▶ **Direction**:
Print the full passage about Baum's photograph series below, word for word.

▶ **Given passage**:

Baum spoke about her Card Catalogue series of photographs, which zero in on the quiet, outdated modes of organizing libraries with typed or handwritten categories. Like Powell, she deploys ample humor in her work; a typewritten note on a folder in one photograph reads “Apparitions.” Of another series, Dog Ear, she explained how she composes poetic fragments out of page folds. “The material was jammed,” she said of her method, in which she reassembles the words of writers like Clarice Lispector. “It all feels like it’s talking about this process,” she added. In her Naked Eye series, she photographs the slices of images between the warped and painted pages of softcover books. “I’m trying to give you the feeling of a person in their own thoughts,” she said, noting, like Powell, how this series makes use of the delay or pause between seeing and understanding, a device perhaps more natural in literature than photography.

▶ **Provided material**:
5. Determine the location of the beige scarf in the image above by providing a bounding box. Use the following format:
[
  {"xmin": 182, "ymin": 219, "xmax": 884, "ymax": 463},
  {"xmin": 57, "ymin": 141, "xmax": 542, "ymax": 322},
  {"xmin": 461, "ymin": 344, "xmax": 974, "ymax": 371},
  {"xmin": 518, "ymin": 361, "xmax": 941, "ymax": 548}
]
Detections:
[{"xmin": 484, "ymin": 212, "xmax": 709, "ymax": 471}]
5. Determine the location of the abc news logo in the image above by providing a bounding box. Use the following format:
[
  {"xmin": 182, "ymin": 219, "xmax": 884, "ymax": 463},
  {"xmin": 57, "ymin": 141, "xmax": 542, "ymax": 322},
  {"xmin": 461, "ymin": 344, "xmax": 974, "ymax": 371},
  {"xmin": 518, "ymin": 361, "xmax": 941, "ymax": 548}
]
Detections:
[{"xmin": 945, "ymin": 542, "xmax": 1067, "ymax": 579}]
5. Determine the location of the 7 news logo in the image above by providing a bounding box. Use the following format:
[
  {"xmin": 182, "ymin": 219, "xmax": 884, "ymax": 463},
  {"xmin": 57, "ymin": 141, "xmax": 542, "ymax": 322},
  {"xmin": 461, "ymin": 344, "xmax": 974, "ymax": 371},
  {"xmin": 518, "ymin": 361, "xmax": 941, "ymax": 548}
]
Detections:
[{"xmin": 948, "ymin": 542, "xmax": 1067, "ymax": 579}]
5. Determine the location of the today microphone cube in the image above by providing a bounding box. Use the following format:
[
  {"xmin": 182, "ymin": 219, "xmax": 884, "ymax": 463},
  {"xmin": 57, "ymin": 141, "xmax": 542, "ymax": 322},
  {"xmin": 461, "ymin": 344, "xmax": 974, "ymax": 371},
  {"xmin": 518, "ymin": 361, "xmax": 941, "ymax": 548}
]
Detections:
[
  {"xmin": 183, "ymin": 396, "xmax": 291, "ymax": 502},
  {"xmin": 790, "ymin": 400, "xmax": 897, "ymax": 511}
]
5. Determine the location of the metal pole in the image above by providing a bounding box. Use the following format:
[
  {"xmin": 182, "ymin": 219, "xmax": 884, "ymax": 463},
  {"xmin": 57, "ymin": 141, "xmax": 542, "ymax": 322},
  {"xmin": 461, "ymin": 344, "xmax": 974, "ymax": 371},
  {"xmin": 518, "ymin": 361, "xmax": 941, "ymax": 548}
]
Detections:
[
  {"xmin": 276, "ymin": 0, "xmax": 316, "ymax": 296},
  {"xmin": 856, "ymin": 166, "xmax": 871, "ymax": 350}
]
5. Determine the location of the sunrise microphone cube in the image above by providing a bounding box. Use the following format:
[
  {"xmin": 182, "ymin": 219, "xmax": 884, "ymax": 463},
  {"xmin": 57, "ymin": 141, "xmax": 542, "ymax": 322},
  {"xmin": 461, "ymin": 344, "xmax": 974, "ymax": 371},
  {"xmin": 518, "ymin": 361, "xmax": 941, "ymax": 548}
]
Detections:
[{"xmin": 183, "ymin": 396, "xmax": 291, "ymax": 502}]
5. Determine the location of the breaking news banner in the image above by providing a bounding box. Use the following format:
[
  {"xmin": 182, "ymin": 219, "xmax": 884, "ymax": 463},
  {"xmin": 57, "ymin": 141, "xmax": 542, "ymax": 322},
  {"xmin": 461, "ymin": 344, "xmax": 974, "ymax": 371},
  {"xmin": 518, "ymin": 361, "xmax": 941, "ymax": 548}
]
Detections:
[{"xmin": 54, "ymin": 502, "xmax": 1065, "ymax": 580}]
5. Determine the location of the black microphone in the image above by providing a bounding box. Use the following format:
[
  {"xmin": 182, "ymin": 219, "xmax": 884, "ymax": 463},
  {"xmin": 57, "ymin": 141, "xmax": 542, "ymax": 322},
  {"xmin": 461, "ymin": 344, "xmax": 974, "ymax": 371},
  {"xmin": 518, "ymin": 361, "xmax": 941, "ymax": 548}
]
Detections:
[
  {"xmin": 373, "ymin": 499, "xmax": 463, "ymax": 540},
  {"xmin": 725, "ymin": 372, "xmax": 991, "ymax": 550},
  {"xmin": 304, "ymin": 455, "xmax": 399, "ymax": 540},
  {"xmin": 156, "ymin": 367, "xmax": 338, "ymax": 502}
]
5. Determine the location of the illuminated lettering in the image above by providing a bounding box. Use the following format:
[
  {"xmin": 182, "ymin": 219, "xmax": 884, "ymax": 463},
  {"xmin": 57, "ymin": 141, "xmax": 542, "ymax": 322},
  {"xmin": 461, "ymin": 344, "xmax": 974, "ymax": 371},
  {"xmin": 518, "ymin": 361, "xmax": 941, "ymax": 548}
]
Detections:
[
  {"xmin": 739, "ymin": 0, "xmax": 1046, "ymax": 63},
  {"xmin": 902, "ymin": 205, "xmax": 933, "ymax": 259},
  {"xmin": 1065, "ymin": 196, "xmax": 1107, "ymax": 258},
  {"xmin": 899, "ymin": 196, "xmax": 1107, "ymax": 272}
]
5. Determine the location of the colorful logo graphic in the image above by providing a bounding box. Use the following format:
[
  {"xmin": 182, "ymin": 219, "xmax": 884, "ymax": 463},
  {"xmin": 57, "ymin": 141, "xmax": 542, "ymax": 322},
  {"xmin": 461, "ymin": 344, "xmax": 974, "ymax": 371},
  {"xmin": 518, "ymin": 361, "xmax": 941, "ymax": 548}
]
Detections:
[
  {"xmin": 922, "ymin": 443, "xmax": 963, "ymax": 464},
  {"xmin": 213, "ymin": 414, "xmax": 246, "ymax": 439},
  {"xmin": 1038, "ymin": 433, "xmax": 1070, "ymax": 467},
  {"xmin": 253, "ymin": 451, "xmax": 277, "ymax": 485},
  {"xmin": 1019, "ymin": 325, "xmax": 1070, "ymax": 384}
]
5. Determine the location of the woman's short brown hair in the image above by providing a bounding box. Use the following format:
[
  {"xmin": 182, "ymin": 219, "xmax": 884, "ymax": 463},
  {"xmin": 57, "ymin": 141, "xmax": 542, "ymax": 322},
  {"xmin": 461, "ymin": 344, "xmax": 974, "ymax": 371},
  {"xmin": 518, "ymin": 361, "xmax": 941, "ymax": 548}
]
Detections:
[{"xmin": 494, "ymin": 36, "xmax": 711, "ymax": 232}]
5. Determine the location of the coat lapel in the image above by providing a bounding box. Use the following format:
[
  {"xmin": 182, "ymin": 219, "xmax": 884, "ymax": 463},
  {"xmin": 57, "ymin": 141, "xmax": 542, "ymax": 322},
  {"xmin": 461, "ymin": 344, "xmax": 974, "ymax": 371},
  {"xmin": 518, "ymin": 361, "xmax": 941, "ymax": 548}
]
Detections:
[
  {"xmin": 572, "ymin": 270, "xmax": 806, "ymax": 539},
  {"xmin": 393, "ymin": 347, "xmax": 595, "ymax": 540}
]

▶ **Answer for the task**:
Baum spoke about her Card Catalogue series of photographs, which zero in on the quiet, outdated modes of organizing libraries with typed or handwritten categories. Like Powell, she deploys ample humor in her work; a typewritten note on a folder in one photograph reads “Apparitions.” Of another series, Dog Ear, she explained how she composes poetic fragments out of page folds. “The material was jammed,” she said of her method, in which she reassembles the words of writers like Clarice Lispector. “It all feels like it’s talking about this process,” she added. In her Naked Eye series, she photographs the slices of images between the warped and painted pages of softcover books. “I’m trying to give you the feeling of a person in their own thoughts,” she said, noting, like Powell, how this series makes use of the delay or pause between seeing and understanding, a device perhaps more natural in literature than photography.